## [STATED GOAL]
Copy the lines verbatim, beginning with the line that contains "Indicate the blue painted" and continuing through the end of the data, and only those lines.

## [MATERIAL FOR THIS EXERCISE]
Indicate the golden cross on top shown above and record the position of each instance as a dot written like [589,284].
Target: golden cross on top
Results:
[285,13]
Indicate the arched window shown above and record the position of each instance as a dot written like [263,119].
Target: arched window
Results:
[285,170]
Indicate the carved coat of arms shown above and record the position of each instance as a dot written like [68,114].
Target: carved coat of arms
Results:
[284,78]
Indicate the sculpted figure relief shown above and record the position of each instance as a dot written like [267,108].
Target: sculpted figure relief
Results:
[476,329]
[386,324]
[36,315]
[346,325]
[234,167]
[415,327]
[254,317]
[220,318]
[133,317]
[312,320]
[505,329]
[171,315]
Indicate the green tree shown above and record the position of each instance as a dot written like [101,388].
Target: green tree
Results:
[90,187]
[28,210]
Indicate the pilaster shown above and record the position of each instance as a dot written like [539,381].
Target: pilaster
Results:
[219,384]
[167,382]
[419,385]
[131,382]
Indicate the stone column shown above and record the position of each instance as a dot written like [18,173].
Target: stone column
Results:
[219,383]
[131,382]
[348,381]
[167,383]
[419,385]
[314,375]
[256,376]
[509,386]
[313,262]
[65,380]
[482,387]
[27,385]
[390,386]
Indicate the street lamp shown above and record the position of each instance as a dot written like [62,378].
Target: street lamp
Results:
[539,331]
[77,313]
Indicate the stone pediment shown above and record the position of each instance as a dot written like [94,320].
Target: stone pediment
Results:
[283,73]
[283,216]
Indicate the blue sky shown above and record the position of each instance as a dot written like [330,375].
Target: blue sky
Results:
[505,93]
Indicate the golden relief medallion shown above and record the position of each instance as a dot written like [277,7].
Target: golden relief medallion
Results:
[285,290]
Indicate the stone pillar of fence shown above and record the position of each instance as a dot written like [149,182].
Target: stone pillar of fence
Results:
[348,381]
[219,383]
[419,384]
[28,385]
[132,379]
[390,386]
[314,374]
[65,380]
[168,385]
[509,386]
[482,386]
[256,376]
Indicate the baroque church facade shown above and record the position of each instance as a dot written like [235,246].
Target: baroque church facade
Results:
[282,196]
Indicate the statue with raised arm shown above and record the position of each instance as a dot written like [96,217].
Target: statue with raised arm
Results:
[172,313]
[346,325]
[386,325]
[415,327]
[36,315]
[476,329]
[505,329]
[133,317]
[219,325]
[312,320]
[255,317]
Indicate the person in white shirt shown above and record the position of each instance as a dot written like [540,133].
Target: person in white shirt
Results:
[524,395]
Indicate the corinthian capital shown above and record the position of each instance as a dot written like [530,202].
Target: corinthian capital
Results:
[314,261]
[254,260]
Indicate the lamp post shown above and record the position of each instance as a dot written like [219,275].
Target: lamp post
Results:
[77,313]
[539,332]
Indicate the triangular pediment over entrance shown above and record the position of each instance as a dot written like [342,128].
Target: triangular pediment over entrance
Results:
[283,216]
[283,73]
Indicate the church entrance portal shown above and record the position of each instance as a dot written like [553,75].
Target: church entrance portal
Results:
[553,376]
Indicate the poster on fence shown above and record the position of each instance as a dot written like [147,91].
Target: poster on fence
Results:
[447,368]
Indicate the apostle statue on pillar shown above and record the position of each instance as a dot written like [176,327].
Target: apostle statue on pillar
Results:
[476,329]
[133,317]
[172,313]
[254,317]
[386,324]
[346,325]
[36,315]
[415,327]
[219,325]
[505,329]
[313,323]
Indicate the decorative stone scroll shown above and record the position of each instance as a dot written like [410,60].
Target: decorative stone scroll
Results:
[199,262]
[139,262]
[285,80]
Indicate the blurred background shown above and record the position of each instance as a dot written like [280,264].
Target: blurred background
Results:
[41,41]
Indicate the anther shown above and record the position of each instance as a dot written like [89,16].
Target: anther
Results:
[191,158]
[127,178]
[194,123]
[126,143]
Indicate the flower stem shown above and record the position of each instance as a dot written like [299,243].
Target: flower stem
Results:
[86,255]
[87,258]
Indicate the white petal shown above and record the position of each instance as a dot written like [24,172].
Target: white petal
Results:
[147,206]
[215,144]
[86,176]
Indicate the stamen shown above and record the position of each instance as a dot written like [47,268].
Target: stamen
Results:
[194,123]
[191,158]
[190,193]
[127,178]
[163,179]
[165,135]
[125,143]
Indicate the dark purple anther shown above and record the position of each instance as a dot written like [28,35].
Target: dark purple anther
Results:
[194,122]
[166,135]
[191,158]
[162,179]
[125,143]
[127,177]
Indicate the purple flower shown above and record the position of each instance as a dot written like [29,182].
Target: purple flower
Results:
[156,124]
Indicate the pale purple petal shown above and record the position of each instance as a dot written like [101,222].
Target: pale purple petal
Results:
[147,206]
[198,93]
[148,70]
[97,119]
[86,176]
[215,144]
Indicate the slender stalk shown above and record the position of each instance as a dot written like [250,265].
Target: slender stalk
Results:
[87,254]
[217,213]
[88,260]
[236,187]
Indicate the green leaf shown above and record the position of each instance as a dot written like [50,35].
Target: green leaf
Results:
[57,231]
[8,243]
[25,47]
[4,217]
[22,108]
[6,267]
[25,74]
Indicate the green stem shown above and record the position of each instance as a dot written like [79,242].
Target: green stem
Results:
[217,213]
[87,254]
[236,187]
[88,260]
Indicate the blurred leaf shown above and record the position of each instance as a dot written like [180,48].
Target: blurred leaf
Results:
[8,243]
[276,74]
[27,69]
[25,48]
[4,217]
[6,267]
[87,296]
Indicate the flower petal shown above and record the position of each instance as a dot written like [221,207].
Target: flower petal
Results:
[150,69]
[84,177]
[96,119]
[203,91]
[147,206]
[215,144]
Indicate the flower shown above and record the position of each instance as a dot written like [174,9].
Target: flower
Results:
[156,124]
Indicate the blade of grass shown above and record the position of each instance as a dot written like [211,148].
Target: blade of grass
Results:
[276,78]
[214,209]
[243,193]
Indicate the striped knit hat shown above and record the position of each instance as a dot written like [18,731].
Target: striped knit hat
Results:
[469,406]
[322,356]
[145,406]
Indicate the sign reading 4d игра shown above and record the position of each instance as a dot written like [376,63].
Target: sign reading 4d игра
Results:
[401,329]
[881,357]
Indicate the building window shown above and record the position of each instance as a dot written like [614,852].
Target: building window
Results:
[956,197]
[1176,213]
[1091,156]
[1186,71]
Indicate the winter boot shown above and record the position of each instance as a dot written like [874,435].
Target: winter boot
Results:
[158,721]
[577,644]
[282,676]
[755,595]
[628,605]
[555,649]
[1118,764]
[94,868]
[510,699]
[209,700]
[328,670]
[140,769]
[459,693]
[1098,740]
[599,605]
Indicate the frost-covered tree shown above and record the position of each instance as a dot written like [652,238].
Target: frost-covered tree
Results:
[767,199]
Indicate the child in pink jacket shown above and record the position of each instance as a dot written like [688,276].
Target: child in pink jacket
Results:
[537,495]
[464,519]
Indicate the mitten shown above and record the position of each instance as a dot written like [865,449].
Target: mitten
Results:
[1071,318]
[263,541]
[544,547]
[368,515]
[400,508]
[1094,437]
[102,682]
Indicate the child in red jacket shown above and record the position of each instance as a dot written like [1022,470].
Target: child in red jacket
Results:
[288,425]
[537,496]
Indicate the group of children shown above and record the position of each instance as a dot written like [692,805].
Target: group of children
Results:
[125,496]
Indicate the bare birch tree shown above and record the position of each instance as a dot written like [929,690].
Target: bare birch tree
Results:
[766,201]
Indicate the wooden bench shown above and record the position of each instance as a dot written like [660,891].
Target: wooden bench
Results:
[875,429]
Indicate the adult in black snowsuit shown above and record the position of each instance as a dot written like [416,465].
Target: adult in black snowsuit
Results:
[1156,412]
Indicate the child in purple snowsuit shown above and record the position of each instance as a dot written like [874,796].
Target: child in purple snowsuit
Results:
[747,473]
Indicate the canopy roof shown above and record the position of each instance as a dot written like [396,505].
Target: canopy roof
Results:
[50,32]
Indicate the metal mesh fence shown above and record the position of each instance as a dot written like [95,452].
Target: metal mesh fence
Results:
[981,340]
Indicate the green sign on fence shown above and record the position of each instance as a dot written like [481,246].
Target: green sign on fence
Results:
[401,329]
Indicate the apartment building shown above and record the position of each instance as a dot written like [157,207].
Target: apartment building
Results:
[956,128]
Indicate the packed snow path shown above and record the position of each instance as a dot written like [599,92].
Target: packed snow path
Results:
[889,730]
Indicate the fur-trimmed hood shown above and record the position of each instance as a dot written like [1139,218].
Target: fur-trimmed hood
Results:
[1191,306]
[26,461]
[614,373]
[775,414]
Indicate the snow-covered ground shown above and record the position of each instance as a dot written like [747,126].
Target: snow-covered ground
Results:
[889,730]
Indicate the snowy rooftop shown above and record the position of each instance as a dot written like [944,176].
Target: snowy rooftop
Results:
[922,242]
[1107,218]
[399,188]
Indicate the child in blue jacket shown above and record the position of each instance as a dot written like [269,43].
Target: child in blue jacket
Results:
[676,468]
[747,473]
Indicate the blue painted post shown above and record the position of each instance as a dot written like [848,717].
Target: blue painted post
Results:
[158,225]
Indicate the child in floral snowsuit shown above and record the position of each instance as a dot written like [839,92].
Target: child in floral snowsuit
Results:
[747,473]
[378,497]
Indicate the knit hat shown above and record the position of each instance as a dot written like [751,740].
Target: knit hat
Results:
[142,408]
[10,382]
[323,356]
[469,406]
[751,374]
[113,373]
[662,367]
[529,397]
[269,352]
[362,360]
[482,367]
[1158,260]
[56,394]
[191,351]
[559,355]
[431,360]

## [SOLVED PROBLEM]
Indicate the blue painted post shown above and record the position of each instance as a dot written like [848,717].
Target: blue painted post
Results:
[158,225]
Indicate the child in floral snowsuit shown above and record the position of each instance as a dot written like [839,92].
Target: child in floral snowsuit
Results:
[747,473]
[378,497]
Indicate the knit hat shown above and record the position of each instance as a dot written like [751,740].
Target: knit hat
Results:
[142,408]
[10,382]
[323,356]
[469,406]
[751,374]
[113,373]
[662,367]
[529,397]
[269,352]
[362,360]
[482,367]
[1158,260]
[56,394]
[191,351]
[559,355]
[431,360]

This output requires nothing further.